Supplied text
=-=-=-=-=

Now I know 2014 is long behind us (ugh can you honestly believe 2016 is four months away- yikes), but as I mentioned in my introductory post, I also got out of a relationship recently that was very much "feeding" those messages to my mind, so to speak. So what I'm saying is now, things are changing for me. I feel better. Just truly better. I'm dressing the way I want, wearing makeup, and truly being myself with people, which feels so right after such a long time of hiding.

It may seem trivial- hairstyle, makeup, clothing. But those details are a part of the way I express my true self, and when someone stops you from expressing yourself or even discourages you from doing so, it's a little disempowering, or at least for me it was. So here I am, the real India, coming back to finally get my life moving in the way I want. So I just have to imagine that my tour on Saturday was just a reflection of the inner success I am experiencing. I don't mean to sound my own horn, all I can say is that at the moment I am elated and truly excited for both the present and future.

Friday night was a party of some newer friends of mine- and I'll just say it was a little crazy. You know the drill- Munich + Beer + Party
;)
I had a good time getting to know a lot of new people from all over the world! But the party went on til 4:30am (as a good house party should)! So I definitely had an interesting weekend, conversing with people all kinds of different topics- music, world issues, personal, etc.

=-=-=-=-=

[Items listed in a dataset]

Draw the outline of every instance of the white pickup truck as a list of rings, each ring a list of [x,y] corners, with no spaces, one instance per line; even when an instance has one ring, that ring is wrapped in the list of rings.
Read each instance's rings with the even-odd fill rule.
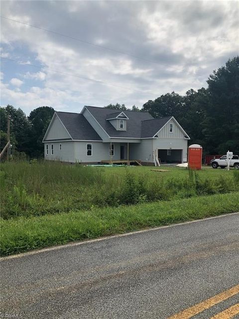
[[[232,160],[230,160],[230,165],[235,168],[239,169],[239,157],[234,155]],[[219,166],[221,168],[225,168],[227,166],[227,155],[222,156],[220,159],[212,160],[211,164],[213,168],[217,168]]]

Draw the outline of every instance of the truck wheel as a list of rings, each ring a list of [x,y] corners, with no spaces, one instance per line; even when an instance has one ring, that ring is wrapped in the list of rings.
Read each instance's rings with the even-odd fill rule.
[[[213,161],[212,163],[212,167],[213,168],[217,168],[218,167],[218,164],[216,161]]]

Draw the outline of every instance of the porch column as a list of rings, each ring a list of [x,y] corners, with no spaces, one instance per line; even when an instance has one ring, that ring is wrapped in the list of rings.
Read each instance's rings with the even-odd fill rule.
[[[110,145],[110,154],[111,155],[111,162],[112,161],[112,143],[111,142]]]

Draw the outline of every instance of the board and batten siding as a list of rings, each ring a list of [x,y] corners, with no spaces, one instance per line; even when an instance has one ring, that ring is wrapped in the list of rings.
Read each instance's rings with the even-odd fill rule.
[[[170,132],[170,125],[173,124],[173,132]],[[159,138],[180,139],[184,138],[185,134],[178,126],[178,124],[172,119],[167,124],[162,128],[158,133],[157,136]]]
[[[83,116],[86,118],[91,126],[93,128],[96,133],[100,136],[104,142],[108,142],[110,141],[108,135],[106,133],[104,130],[101,127],[99,123],[95,119],[95,118],[91,113],[85,108],[83,113]]]
[[[60,139],[71,139],[71,137],[58,117],[56,115],[45,140],[59,140]]]

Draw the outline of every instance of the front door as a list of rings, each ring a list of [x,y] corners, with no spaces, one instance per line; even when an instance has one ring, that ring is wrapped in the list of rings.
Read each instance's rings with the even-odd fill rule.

=-=-=-=-=

Exercise instructions
a. Condense the paragraph of the blog post that opens with "It may seem trivial" into a shorter version that keeps its main facts.
b. Extract from the blog post the passage starting with "Now I know 2014" and going on through "time of hiding.".
Rely only on the blog post for what follows.

Outputs
a. Hairstyle, makeup and clothing may seem trivial, but they are part of how I express my true self, and being stopped or discouraged from that felt disempowering. Now, as the real India, I'm coming back to move my life the way I want. I see Saturday's tour as a reflection of that inner success, and I'm elated and excited about both the present and the future.

b.
Now I know 2014 is long behind us (ugh can you honestly believe 2016 is four months away- yikes), but as I mentioned in my introductory post, I also got out of a relationship recently that was very much "feeding" those messages to my mind, so to speak. So what I'm saying is now, things are changing for me. I feel better. Just truly better. I'm dressing the way I want, wearing makeup, and truly being myself with people, which feels so right after such a long time of hiding.